# What is needed:
Copy out the entries below exactly as they stand, but only from the line containing "[tag] lower lip: a pin per instance" through the line containing "[tag] cheek: a pin per instance".

# Information supplied:
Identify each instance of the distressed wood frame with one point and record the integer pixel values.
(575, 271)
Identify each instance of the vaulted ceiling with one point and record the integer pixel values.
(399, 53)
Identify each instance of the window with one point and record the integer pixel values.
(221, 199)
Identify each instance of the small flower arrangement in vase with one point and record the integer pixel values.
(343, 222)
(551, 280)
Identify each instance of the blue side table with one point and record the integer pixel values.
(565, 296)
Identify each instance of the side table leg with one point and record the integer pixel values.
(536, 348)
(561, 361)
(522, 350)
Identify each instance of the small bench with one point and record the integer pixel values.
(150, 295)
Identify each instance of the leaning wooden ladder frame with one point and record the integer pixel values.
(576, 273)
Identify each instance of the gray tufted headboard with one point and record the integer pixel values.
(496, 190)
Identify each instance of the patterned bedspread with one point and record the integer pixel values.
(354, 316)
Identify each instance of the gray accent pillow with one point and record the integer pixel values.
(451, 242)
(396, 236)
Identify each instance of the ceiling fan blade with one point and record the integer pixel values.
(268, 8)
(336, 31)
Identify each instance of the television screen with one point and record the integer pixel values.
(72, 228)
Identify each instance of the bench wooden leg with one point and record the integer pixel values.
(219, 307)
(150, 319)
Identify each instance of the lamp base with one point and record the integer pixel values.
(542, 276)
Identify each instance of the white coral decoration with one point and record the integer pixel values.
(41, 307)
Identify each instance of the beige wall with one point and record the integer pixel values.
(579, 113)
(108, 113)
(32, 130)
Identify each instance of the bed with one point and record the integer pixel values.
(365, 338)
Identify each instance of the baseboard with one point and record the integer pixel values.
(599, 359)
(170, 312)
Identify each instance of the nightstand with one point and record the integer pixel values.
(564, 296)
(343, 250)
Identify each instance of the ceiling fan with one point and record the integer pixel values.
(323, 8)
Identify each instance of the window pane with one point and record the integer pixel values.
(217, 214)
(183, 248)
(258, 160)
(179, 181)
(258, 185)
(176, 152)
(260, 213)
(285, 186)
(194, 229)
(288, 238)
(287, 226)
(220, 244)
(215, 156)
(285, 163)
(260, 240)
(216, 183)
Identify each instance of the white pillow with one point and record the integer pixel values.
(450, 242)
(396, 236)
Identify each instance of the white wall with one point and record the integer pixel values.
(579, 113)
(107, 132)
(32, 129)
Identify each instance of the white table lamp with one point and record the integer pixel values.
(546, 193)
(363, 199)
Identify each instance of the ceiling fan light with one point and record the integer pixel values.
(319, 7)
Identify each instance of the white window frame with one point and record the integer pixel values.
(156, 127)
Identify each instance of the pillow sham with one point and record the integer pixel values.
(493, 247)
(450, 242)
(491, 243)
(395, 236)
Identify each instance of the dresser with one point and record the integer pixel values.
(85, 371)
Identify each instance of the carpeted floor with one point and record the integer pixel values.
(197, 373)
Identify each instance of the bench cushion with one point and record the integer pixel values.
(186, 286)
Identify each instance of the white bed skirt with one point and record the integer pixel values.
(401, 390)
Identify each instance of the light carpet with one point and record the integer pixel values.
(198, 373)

--

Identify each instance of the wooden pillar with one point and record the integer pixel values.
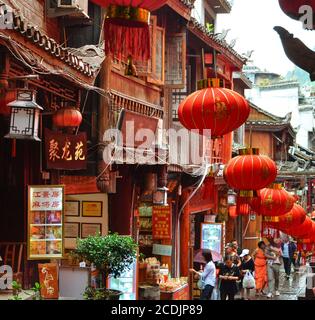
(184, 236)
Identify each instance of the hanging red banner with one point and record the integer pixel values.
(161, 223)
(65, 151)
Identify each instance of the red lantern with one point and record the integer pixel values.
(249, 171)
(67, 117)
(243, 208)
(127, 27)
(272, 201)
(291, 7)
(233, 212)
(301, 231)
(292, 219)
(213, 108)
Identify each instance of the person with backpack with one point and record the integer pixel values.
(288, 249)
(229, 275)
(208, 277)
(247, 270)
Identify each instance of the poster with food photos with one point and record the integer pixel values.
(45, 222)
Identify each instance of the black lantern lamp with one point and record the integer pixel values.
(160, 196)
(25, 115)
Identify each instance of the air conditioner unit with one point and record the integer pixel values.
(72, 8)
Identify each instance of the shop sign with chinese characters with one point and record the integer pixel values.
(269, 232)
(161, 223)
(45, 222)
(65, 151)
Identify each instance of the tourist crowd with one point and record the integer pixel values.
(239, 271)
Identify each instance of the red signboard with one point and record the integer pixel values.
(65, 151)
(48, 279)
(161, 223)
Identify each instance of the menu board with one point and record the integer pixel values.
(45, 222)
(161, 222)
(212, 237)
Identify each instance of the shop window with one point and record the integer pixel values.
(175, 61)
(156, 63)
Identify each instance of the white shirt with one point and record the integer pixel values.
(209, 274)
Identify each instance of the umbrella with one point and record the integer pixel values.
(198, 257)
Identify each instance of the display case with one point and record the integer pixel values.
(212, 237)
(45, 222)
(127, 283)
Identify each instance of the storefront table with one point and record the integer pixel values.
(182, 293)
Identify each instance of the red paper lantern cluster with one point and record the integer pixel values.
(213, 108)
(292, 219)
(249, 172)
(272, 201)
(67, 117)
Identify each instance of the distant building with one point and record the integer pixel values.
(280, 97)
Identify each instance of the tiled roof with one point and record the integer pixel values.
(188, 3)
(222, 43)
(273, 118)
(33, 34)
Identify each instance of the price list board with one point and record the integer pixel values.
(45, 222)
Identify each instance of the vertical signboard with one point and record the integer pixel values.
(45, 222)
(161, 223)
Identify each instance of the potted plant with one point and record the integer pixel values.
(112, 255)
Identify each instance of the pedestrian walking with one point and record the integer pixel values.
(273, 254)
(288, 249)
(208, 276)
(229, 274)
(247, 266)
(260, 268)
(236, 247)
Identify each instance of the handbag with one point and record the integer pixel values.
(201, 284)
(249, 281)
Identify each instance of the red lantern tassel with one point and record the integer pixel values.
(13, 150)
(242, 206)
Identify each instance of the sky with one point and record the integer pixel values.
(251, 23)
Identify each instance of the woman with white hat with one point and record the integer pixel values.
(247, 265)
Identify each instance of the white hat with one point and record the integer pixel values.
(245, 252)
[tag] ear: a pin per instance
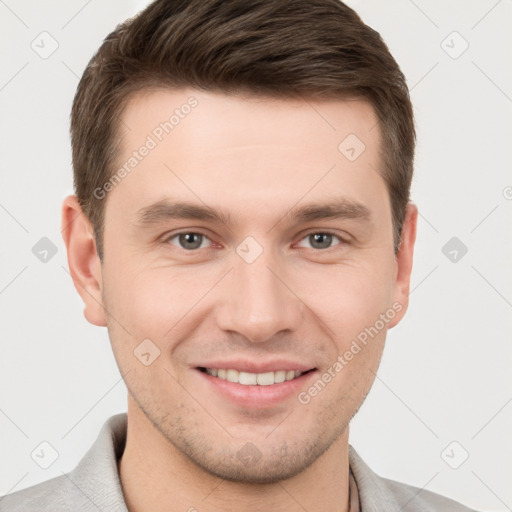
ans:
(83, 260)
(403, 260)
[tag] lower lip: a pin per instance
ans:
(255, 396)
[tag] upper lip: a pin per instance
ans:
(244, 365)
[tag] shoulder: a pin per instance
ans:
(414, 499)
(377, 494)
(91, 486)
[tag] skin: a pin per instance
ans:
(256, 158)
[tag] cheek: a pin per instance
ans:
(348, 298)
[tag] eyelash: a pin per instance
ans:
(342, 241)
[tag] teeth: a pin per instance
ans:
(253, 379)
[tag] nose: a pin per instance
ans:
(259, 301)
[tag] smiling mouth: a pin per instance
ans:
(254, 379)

# Answer to the problem:
[tag] lower lip: a pin per instance
ans:
(255, 396)
[tag] upper lip: a pin per instance
ans:
(244, 365)
[tag] shoulder: a pin per instance
ans:
(414, 499)
(377, 494)
(91, 486)
[tag] skin: a pin per instance
ans:
(256, 158)
[tag] cheek: a pin per instance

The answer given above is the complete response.